#### [Request]
Pull out every line in the entries below that contains the word "corner".

#### [Supplied records]

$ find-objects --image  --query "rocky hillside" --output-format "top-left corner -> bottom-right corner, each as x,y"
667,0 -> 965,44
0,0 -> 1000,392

...

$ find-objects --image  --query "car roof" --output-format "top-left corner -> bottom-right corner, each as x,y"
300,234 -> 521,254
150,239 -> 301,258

#### [Result for this exercise]
$ find-objects --image  --query "rocky hillside" --output-format "top-left corner -> bottom-right corner, each as x,y"
$ find-objects --image  --query "car roof" --output-format "top-left corner -> bottom-right corner, each as x,y"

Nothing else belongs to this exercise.